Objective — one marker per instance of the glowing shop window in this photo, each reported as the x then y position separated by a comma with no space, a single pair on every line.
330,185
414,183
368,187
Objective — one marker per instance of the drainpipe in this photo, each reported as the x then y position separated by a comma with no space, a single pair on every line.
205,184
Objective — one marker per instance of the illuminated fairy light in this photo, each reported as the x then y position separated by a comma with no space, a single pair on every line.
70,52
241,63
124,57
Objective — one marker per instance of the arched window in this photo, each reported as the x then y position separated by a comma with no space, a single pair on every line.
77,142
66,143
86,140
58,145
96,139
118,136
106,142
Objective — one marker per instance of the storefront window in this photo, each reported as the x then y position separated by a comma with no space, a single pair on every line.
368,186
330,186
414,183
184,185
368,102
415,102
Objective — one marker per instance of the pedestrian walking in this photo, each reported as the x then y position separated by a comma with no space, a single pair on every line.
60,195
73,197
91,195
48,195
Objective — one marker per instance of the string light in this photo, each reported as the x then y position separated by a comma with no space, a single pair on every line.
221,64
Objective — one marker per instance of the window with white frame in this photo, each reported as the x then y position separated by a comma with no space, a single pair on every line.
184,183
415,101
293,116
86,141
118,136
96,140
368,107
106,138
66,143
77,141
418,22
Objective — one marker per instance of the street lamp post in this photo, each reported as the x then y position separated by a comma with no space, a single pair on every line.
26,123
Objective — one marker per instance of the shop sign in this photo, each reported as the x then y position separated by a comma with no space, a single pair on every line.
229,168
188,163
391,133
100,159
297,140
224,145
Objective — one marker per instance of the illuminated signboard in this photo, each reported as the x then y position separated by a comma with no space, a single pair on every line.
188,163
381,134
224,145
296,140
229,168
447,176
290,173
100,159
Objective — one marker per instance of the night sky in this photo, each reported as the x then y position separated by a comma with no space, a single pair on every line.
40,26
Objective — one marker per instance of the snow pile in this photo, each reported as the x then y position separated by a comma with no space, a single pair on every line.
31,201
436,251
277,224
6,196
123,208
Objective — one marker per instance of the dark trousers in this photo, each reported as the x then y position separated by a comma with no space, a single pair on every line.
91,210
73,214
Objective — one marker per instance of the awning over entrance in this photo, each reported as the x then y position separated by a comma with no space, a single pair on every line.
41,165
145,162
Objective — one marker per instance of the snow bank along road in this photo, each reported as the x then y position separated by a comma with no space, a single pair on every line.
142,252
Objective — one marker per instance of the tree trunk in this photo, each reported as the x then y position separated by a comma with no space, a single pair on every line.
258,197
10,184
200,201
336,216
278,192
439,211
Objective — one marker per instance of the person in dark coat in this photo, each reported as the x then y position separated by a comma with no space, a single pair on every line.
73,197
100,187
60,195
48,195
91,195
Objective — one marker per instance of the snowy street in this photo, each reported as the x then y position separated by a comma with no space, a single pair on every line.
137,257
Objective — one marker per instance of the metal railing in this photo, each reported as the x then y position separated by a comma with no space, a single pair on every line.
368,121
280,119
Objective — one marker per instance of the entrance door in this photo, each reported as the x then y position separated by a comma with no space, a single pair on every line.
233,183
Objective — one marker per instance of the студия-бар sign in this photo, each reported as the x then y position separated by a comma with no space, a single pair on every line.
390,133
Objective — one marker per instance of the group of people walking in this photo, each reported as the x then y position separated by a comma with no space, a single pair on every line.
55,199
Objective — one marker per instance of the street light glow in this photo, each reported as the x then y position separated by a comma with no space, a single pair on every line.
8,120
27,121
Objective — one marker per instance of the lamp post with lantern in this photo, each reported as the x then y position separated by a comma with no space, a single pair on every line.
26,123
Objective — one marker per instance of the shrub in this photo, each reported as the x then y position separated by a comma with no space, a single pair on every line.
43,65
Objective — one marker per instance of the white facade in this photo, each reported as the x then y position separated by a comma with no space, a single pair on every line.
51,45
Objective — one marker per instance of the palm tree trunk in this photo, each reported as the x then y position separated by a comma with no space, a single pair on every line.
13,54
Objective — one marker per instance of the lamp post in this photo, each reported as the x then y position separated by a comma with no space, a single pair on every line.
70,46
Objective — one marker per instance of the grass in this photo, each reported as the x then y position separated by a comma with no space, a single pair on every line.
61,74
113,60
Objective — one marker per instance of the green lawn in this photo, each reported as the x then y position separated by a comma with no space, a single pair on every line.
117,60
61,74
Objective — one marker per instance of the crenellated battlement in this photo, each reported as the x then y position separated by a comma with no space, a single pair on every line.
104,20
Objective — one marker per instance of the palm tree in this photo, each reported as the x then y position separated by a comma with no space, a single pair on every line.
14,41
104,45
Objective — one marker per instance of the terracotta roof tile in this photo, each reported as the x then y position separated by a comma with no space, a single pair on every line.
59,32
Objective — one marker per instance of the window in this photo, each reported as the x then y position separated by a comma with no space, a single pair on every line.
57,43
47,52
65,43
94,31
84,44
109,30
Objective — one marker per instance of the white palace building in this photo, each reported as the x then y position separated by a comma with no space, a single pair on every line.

※

### Short problem
Take the entries above and copy them out exactly.

### Reply
Objective — one marker per instance of the glowing shop window in this photo, each reported as the x then y position separated by a comma with no space, a single pair on every line.
330,185
414,183
368,187
Objective — one marker per instance of the drainpipe in this photo, each reported as the x then y position separated by a comma with no space, a single pair on every line.
205,184
Objective — one marker per instance of the illuminated fairy light in this photo, each reported as the x then y position separated by a comma with no space, a single pair on every line.
70,52
241,63
124,57
Objective — one marker per instance of the arched window in this photo, each reported as the x then y position separated by a comma with no space, a single pair on every line.
77,142
66,143
86,140
58,145
96,139
118,136
106,142
Objective — one marker per instance of the storefront window in this photo, each reported as the x then y position separated by a comma with no space, a single pair on every line.
368,186
330,186
414,183
184,185
368,102
415,102
Objective — one marker per instance of the pedestrian walking in this photo, each reported as the x then y position separated by a comma with no space, a single pair on every line.
60,195
73,197
91,195
48,195
Objective — one marker per instance of the string light in this photo, each reported as the x then y position separated by a comma with no space, a single pair on every line.
221,64
Objective — one marker per instance of the window with white frame in this photo, each reported as the x then y position separated by a comma with no space, a single pair on every line.
184,183
415,101
293,116
86,141
118,136
96,140
368,107
106,138
66,143
77,141
418,22
Objective — one marker per instance of the street lamp post in this photo, each reported as the x then y position separated by a comma with no space, a single pair on every line.
26,123
Objective — one marker per instance of the shop sign in this photo, each reported as the x then y position separated by a comma with no space, a single pair on every line.
229,168
188,163
391,133
100,159
297,140
224,145
Objective — one marker per instance of the illuminated signboard in this photo, each reported as the x then y position separated by a comma with no space, a single pair on every line.
188,163
381,134
224,145
296,140
229,168
447,176
290,173
100,159
Objective — one marker per instance of the night sky in this photo, each reported as the x then y position separated by a comma with no space, a single pair on every line.
40,26
Objective — one marker per instance of the snow pile in this photo, each reported as the x then y position separated by a comma with no space, a single pair on every line.
31,201
436,251
277,224
6,196
123,208
Objective — one marker per instance of the dark trousers in this photo, each reported as the x then y position separated by a comma with no space, a single pair on every line.
91,210
73,214
Objective — one marker per instance of the awning over entrance in this photo, each reported as the x then y position separated by a comma with no space, a single pair on every line.
41,165
145,162
Objective — one marker per instance of the snow bank along road in this photo, each reported as the x then y position separated by a comma with no space, a single pair on every line.
142,252
Objective — one marker per instance of the tree trunk in this photo, each reported as the x then y position separated by a comma with no space, a single pair on every line.
258,197
10,184
200,201
336,216
278,192
439,211
Objective — one marker per instance of the person in dark coat in this photo, each reported as the x then y position separated by a comma with no space, a single pair on every line.
73,197
100,187
60,195
48,195
91,195
Objective — one marker per instance of the snowy street in this photo, each reported as the x then y position separated by a comma with no space, a single pair on every line.
137,257
Objective — one marker per instance of the metal railing in this photo, each reported as the x then y position separated by a comma with no space, a single pair on every line.
368,121
280,119
Objective — one marker per instance of the entrance door in this photo, each reported as the x then y position separated by a comma with no space, a single pair on every line.
233,183
Objective — one marker per instance of the студия-бар sign in this photo, each reported as the x then y position separated by a comma with no space, a single pair on every line.
390,133
Objective — one marker per instance of the group of people walking in this photo, each reported as the x then y position separated by a comma with no space, a single pair on every line.
55,199
Objective — one marker per instance of the street light glow in this photo, each reported as the x then y position separated by a comma with no space, a single pair on every line.
8,120
27,121
Objective — one marker per instance of the lamp post with lantern in this photo, each reported as the x then y position separated by a comma with no space, a single pair on every line.
26,123
Objective — one marker per instance of the shrub in this photo, each reported as the x then y position separated by a comma with no space, a single pair on every line.
43,65
Objective — one marker per instance of the white facade in this photo, each reported as the x then y position separated by a comma with no space, a single pair on every line.
51,45
Objective — one marker per instance of the palm tree trunk in this photo, each reported as the x then y position separated by a comma with no space, a single pair on every line.
13,54
Objective — one marker per instance of the lamp post in this photo, each reported as the x then y position separated by a comma with no space, a single pair on every line.
70,46
Objective — one marker per instance of the grass in this photo, each reported as the x then y position separated by a comma with no space, a single pair on every line.
61,74
113,60
Objective — one marker per instance of the green lawn in this photo, each reported as the x then y position separated by a comma with no space, a single pair on every line.
117,60
61,74
Objective — one marker per instance of the crenellated battlement in this photo, each reported as the x then y position separated by a comma with no space, a single pair on every line.
104,20
Objective — one marker per instance of the palm tree in this photo, each reported as the x then y position separated by a comma with no space, a single pair on every line.
14,41
104,45
Objective — one marker per instance of the terracotta roof tile in this photo, each reported as the x then y position separated by a comma with no space, a single pair on every line.
59,32
Objective — one marker per instance of the window in this photo, each reported as the x then y position separated by a comma with no space, a single pair on every line.
57,43
47,52
65,43
94,31
84,44
109,30
Objective — one marker per instance of the white palace building in this photo, each reported as the x then y position separated by a comma with no space, a single pair on every line.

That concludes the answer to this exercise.